What is needed
From the article on proposed Medicare fee cuts, quote the passage that begins at the words "Medicare’s proposed doctor" and ends after "patients to suffer.".

Source document
Doctors are warning that next year’s proposed Medicare proposal would lead to cuts for thousands of procedures, causing a significant decline in reimbursements for hospital services.

Medicare’s proposed doctor fee schedule for next year includes a base rate hike of 2.5 percent. However, its efficiency adjustment will lower payments by 2.5 percent for thousands of procedures.

Why It Matters

Lawmakers aimed to reform Medicare payments to increase efficiency for common procedures, but reduced payments could cause some patients to suffer.

Across the country, nearly 70 million Americans rely on Medicare for health insurance.

What To Know

The new proposed rule has drawn thousands of comments from doctors alleging that the proposal is illogical and would actually end up hurting Medicare’s unstable physician payment system.

“As one of only two Infectious Disease specialists in Southwest Louisiana, providing care to a very large number of patients on Medicare/Medicaid, the proposed cuts will force me to consider either restricting access to those populations or just retire, both decisions being equally painful,” one proposal commenter said.

Referring-expression pointing data

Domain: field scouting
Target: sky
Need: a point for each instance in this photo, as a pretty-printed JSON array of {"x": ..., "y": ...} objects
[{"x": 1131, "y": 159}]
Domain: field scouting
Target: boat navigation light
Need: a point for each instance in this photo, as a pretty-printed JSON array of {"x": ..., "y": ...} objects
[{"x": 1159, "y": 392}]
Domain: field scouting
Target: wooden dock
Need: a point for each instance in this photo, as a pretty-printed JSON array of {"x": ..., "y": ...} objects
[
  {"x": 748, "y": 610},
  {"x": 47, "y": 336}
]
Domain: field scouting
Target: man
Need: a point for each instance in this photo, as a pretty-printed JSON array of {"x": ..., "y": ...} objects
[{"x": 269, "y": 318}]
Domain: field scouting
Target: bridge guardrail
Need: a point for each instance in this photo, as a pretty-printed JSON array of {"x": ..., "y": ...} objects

Response area
Medicare’s proposed doctor fee schedule for next year includes a base rate hike of 2.5 percent. However, its efficiency adjustment will lower payments by 2.5 percent for thousands of procedures.

Why It Matters

Lawmakers aimed to reform Medicare payments to increase efficiency for common procedures, but reduced payments could cause some patients to suffer.